** start PASSAGE TO READ **

# Horse Costume Class Ideas



## equinegirl26 (Jul 8, 2012)

AgilityGal1995 said:


> Hello, I am entered in a costume class on September 9th and I was wondering if you guys liked my idea. If not, please leave your ideas in the comments
> 
> 
> I have a QH cross whose barn name is Scout and his show name is " Scout's Honor". I have attached a picture of him
> ...


That's a really cute idea!​


----------



## lkjhorse927 (Feb 27, 2012)

They should understand it as long as you put scout on it somewhere


----------



## lkjhorse927 (Feb 27, 2012)

I think the judges will understand it as long as you put girl scout on it somewhere. Good luck!


----------



## lkjhorse927 (Feb 27, 2012)

sorry i said it twice...


----------



## AgilityGal1995 (Aug 12, 2012)

Yeah I was planning on writing Scout or something along the lines on the sash  Thanks!


----------



## tinyliny (Oct 31, 2009)

You know how girl scouts sell those yummy cookies? hang a sign on his bridle that says , "Got Cookies?"


----------



## AgilityGal1995 (Aug 12, 2012)

@tinyliny I like that idea! I may attach a box of girl scout cookies to the saddle somehow 


@equinegirl26 Thanks


----------

** end PASSAGE TO READ **

**PROBLEM DETAILS**
Extract the part of the costume class thread that begins at the words "I think the" and stops after "said it twice...". The data after this point is separate material and has no connection to the costume class thread.

** start DATASET EXTRACT **

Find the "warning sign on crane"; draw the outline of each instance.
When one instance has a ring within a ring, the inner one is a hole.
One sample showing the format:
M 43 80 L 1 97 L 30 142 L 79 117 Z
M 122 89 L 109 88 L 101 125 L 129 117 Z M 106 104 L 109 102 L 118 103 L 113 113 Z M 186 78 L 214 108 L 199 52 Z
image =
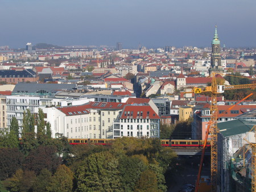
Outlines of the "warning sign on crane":
M 202 93 L 202 89 L 200 88 L 195 88 L 194 89 L 195 93 Z

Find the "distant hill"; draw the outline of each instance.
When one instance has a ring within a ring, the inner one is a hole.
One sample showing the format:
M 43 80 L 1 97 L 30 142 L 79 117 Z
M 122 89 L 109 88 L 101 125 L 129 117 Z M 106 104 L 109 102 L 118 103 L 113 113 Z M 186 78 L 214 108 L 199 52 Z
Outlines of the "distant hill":
M 36 44 L 35 45 L 33 46 L 34 49 L 37 48 L 37 49 L 49 49 L 49 48 L 63 48 L 63 47 L 58 46 L 58 45 L 52 45 L 51 44 L 47 44 L 47 43 L 40 43 Z

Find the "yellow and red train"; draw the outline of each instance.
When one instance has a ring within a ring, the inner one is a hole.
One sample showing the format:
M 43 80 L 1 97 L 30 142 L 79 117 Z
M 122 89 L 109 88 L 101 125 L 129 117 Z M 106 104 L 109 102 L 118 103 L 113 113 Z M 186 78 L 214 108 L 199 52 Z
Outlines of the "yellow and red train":
M 68 139 L 71 145 L 93 144 L 95 145 L 109 145 L 114 140 L 113 139 Z M 161 145 L 171 147 L 203 147 L 204 141 L 200 140 L 162 139 Z M 208 141 L 207 147 L 210 147 L 210 141 Z

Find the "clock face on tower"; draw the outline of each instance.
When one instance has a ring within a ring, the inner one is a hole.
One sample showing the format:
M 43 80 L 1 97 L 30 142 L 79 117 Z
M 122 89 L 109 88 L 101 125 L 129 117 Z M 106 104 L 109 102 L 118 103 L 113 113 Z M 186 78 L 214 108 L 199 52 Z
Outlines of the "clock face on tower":
M 214 65 L 215 66 L 218 66 L 218 60 L 215 60 Z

** end DATASET EXTRACT **

**ANSWER FOR THIS EXERCISE**
I think the judges will understand it as long as you put girl scout on it somewhere. Good luck!


----------



## lkjhorse927 (Feb 27, 2012)

sorry i said it twice...